Natural language region descriptions:
************
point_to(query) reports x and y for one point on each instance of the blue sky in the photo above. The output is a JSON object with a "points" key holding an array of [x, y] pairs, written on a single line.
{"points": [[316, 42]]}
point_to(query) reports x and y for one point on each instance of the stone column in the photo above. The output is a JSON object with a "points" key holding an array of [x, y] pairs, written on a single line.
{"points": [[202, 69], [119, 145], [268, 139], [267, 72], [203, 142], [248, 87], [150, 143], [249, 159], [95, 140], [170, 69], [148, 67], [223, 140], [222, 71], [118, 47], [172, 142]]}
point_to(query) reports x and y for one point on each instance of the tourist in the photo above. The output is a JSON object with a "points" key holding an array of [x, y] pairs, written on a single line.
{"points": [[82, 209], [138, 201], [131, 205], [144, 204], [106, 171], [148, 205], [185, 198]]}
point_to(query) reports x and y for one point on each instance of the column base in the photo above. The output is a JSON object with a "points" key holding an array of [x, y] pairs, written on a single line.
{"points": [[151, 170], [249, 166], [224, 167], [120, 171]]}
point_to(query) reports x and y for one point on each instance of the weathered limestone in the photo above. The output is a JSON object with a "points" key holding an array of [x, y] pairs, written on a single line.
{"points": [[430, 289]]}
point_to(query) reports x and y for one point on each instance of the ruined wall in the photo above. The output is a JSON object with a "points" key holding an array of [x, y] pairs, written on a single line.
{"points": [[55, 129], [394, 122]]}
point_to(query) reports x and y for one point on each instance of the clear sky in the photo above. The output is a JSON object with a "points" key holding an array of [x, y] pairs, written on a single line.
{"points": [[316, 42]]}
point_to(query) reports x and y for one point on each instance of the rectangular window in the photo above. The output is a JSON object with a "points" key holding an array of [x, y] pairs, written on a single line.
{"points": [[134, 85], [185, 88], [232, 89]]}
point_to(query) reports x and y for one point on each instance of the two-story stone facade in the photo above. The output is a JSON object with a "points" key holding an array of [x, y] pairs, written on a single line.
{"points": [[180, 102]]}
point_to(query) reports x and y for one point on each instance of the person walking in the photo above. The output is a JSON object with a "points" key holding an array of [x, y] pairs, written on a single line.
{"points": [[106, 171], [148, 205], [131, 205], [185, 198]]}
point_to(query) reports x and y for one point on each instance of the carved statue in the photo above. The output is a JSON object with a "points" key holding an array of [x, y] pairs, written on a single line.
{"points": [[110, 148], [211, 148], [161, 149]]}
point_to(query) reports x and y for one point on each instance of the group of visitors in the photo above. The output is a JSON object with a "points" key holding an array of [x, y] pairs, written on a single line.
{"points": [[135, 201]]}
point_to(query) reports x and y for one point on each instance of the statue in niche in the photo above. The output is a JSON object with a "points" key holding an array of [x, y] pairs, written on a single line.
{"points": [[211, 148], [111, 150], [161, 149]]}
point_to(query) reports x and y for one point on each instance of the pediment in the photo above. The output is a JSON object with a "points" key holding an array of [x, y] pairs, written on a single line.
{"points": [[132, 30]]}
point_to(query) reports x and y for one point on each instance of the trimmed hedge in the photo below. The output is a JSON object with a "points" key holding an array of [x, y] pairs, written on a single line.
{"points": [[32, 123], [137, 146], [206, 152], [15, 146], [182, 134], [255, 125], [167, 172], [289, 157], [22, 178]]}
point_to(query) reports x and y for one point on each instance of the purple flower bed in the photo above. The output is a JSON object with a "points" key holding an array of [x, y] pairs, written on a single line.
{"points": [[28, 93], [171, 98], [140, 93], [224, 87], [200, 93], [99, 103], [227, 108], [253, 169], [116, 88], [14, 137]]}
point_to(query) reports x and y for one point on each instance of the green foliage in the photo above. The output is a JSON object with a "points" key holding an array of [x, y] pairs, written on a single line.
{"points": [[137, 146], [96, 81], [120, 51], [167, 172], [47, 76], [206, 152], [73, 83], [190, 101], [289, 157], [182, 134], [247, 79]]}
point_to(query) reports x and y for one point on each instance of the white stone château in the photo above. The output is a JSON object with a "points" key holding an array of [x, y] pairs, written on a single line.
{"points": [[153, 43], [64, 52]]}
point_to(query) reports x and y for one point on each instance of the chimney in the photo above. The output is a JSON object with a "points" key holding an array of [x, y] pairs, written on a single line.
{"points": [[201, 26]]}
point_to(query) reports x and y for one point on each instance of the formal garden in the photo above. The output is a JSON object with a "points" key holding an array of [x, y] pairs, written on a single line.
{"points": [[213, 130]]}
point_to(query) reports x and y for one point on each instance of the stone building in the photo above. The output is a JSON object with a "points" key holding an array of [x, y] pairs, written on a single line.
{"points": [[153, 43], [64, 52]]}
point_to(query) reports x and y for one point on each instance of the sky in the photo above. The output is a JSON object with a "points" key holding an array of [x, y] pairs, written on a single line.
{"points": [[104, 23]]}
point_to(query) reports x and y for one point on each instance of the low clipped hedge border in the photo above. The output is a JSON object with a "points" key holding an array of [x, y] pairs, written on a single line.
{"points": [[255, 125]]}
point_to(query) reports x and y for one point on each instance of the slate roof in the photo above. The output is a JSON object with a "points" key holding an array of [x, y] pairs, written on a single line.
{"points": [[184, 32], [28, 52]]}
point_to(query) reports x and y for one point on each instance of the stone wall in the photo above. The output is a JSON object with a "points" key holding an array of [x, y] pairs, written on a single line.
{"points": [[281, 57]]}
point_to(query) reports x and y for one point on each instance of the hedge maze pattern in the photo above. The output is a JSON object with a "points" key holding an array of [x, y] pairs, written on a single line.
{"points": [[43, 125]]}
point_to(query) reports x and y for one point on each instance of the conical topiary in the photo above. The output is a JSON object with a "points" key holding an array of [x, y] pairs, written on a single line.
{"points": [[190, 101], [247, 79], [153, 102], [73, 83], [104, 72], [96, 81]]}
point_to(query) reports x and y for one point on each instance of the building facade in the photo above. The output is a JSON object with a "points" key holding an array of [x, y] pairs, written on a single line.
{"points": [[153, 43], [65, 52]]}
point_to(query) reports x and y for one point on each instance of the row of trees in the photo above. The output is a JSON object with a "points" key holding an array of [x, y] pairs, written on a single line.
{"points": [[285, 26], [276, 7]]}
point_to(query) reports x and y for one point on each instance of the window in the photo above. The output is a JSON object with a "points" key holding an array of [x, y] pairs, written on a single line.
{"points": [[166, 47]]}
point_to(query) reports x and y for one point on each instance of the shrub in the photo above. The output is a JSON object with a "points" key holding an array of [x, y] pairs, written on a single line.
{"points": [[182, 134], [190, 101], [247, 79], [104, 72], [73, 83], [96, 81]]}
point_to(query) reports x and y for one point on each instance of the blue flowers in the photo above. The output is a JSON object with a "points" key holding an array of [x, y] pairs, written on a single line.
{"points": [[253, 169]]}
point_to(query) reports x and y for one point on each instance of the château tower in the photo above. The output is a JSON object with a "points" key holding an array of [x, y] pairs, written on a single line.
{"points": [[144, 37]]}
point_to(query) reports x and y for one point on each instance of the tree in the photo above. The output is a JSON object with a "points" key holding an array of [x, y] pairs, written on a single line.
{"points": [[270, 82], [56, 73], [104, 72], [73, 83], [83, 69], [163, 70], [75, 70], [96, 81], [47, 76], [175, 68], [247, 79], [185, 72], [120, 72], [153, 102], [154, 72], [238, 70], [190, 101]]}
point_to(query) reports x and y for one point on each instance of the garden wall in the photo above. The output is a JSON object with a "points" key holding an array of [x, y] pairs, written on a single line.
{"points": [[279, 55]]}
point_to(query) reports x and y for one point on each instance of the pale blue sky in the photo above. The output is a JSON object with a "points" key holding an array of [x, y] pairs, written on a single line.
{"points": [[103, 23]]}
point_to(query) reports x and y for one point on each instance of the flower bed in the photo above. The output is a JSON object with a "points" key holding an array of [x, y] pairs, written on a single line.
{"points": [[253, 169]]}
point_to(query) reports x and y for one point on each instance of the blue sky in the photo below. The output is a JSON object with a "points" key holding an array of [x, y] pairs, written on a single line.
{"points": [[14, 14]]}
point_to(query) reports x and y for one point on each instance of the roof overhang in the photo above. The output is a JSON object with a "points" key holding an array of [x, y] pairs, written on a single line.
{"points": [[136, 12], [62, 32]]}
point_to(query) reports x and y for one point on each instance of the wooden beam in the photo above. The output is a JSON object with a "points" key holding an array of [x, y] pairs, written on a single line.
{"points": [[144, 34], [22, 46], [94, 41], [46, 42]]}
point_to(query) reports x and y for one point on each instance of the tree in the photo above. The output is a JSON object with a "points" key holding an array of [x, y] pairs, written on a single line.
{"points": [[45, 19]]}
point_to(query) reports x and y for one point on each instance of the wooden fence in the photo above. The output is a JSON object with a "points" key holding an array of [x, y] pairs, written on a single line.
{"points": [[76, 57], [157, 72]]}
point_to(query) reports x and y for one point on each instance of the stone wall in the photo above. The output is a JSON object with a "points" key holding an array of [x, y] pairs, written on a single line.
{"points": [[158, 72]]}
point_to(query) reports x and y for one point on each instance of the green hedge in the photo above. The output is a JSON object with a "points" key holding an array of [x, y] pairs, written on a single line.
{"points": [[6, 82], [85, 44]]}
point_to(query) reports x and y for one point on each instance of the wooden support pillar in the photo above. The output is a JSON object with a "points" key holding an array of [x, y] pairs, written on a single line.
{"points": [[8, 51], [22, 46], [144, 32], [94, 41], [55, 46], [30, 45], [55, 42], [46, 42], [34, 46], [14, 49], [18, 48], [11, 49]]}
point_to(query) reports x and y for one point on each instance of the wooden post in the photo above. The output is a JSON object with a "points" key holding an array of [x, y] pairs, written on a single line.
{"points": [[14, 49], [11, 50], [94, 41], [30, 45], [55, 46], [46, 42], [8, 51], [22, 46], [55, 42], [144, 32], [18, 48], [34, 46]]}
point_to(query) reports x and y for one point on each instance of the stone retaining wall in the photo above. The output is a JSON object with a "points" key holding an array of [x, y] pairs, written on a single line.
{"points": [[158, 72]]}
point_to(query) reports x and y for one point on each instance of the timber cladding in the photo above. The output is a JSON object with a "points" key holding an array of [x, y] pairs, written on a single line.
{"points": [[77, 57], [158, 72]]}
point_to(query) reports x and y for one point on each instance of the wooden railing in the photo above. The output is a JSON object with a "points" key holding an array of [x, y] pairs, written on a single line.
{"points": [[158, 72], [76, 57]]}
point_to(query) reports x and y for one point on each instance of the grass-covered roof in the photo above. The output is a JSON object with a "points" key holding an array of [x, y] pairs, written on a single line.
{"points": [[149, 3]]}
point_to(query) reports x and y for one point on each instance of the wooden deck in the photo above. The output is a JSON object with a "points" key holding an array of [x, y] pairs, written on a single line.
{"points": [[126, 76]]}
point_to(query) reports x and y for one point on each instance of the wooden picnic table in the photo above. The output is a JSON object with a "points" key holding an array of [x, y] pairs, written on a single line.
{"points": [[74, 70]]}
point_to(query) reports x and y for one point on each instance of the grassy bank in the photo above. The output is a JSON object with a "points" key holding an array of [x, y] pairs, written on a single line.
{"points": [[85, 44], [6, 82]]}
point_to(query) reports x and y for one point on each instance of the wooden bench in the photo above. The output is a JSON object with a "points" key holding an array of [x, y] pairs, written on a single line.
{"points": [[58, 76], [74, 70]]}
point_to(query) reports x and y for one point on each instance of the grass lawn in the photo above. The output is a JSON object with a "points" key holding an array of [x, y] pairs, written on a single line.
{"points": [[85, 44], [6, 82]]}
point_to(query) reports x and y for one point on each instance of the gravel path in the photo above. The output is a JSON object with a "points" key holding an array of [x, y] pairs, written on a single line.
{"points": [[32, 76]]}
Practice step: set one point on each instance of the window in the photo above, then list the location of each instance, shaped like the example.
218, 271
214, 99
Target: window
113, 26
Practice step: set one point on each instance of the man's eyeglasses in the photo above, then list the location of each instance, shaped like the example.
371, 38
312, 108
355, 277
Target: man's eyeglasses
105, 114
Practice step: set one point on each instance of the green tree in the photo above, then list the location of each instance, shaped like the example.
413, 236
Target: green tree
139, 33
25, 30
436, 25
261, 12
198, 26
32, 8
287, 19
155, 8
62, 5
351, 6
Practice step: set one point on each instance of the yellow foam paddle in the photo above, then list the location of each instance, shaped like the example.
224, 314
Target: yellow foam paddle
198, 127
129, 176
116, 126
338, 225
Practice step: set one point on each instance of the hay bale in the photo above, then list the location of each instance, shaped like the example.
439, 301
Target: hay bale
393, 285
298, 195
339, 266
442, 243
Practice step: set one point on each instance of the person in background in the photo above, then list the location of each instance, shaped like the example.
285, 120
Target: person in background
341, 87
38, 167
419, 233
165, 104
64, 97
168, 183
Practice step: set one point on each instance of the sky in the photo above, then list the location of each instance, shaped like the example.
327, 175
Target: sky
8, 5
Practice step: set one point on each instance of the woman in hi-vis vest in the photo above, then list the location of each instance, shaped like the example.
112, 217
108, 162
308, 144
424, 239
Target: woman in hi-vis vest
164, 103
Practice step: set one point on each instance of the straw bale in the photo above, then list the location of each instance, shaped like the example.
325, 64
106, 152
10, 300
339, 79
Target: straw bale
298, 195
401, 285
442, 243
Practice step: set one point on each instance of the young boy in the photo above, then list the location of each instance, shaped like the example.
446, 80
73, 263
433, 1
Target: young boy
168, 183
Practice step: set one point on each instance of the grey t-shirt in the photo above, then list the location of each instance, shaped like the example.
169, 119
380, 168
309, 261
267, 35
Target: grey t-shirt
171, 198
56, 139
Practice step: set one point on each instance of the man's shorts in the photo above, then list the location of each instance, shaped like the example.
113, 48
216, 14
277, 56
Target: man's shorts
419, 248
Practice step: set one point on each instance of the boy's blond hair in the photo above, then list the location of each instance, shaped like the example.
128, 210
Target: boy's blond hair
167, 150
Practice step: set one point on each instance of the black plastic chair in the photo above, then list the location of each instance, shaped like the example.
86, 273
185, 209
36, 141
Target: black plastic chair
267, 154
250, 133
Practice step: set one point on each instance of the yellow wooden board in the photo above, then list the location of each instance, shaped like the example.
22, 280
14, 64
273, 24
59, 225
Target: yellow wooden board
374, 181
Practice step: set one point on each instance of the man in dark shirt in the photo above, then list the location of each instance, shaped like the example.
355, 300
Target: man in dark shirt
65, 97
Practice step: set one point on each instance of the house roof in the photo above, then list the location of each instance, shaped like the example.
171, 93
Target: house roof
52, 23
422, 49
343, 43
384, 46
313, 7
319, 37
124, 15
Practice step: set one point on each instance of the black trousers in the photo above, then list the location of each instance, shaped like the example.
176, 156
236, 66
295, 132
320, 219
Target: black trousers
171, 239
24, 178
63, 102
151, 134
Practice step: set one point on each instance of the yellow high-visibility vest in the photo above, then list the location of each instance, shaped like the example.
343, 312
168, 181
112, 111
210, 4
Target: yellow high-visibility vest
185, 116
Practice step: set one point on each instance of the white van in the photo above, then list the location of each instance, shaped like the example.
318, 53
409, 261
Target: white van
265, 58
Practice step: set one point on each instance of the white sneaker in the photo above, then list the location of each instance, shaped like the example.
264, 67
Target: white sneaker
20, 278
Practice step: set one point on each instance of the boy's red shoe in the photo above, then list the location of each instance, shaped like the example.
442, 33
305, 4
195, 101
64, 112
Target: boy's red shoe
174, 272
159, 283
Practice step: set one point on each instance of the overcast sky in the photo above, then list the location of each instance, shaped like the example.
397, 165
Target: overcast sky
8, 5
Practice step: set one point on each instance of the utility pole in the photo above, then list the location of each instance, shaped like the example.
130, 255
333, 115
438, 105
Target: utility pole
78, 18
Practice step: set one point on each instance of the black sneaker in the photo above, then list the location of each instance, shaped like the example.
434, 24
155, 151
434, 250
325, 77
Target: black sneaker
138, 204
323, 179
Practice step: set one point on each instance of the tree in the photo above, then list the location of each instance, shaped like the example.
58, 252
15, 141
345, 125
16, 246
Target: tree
************
= TASK DIRECTIONS =
Copy, without any change, the lines from the one that contains "Practice step: set one point on each instance of the tree" to the final line of the entries above.

= ANSWER TO THE EXERCISE =
Practice step: set one point on each instance of the tree in the photo above, then list the location of each instance, shaped like the example.
58, 252
15, 141
345, 125
16, 246
Target: tree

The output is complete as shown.